───── Data for the task

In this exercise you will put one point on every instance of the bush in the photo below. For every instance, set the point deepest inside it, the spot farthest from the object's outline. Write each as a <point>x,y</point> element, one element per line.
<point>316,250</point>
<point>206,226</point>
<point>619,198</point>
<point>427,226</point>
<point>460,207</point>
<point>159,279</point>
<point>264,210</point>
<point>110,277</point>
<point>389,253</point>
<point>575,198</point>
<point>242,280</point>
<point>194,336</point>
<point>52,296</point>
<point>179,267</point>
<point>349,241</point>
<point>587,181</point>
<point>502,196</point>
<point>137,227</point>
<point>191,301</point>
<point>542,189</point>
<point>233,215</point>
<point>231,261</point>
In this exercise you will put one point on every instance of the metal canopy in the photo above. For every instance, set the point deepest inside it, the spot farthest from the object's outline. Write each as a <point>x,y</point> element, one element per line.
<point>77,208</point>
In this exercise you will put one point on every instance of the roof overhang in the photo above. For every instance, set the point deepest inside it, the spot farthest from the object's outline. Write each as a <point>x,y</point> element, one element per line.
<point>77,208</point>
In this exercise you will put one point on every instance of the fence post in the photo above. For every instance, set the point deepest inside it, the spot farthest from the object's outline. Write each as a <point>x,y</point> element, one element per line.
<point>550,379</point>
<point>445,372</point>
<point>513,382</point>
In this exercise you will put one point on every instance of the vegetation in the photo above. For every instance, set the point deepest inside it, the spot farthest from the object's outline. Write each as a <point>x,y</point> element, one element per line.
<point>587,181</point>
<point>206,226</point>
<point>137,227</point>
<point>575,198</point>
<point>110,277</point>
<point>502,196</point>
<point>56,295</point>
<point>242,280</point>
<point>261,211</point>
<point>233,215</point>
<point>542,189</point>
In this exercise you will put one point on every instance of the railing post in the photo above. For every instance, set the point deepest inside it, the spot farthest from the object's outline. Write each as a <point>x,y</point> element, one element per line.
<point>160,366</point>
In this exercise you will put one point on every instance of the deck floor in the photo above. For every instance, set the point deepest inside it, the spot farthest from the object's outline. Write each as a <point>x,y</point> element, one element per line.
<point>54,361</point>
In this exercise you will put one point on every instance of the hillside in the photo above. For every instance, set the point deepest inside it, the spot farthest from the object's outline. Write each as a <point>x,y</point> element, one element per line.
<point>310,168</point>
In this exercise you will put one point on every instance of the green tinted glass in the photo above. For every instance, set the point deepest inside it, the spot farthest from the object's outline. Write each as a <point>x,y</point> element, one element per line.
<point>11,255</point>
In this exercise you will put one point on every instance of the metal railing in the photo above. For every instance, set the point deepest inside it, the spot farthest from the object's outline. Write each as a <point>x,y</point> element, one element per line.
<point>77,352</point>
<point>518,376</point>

──────────

- _What the task requires_:
All of the material above should be reproduced exactly.

- _Reply to the task_:
In this exercise you will put one point on every instance of the bush in the photo below. For every instance, set the point deepest inside it, the spot farthest from the object's outline. Write each as a <point>x,y</point> element, one element per line.
<point>316,250</point>
<point>206,226</point>
<point>619,198</point>
<point>427,226</point>
<point>460,207</point>
<point>159,279</point>
<point>264,210</point>
<point>110,277</point>
<point>389,253</point>
<point>575,198</point>
<point>242,280</point>
<point>194,336</point>
<point>52,296</point>
<point>179,267</point>
<point>349,241</point>
<point>587,181</point>
<point>502,196</point>
<point>137,227</point>
<point>191,301</point>
<point>542,189</point>
<point>233,215</point>
<point>231,261</point>
In this exercise you will put one point on every instance of the metal canopy in the photo above. For every instance, set the point deepest inside it, the spot farthest from the object's outline. Write each as a <point>x,y</point> element, one element per line.
<point>77,208</point>
In this exercise you will put one point on every instance of the roof overhang in the photo above. For every instance, set the point deepest inside it, the spot farthest from the object's outline. Write each as a <point>x,y</point> element, one element per line.
<point>77,208</point>
In this exercise you will put one point on every instance of the fence post in the photo above. For every instance, set the point deepest inside it, the spot farthest from the object's outline. Write each as a <point>x,y</point> element, one element per line.
<point>550,379</point>
<point>445,372</point>
<point>513,382</point>
In this exercise you will put one point on every instance of the vegetation in the photo above. For every instance, set the point deepest inside it, the spot farthest from the object's outline. Write each as a <point>x,y</point> element, one element per line.
<point>587,181</point>
<point>206,226</point>
<point>137,227</point>
<point>575,198</point>
<point>110,277</point>
<point>502,196</point>
<point>56,295</point>
<point>242,280</point>
<point>261,211</point>
<point>233,215</point>
<point>542,189</point>
In this exercise you will put one point on every instance of the railing post in the photo above. For every instance, set the point deepest inside it, the spot farthest from the object's outline. Write each as a <point>x,y</point> element, one element per line.
<point>160,366</point>
In this exercise you will put one point on every instance of the deck floor in the photo above. For every instance, set the point deepest inside it, the spot farthest from the object's outline. Write each as a <point>x,y</point> element, one element per line.
<point>54,361</point>
In this exercise you will put one point on every instance of the hillside in the photo above. For every instance, set the point deepest inside it, the spot farthest from the object's outline. Write each as a <point>x,y</point> element, one element per line.
<point>310,168</point>
In this exercise you will put one point on every instance of the green tinted glass in the photo above. For every instance, set the point deepest inside it, the spot farthest from the object's outline. Write each as a <point>x,y</point> element, one element per line.
<point>11,255</point>
In this exercise you will put one point on every instance of the metal railing in the photo above. For every instance, set the point deepest inside it, the spot farthest from the object's outline. Write each as a <point>x,y</point> element, one element per line.
<point>77,352</point>
<point>518,376</point>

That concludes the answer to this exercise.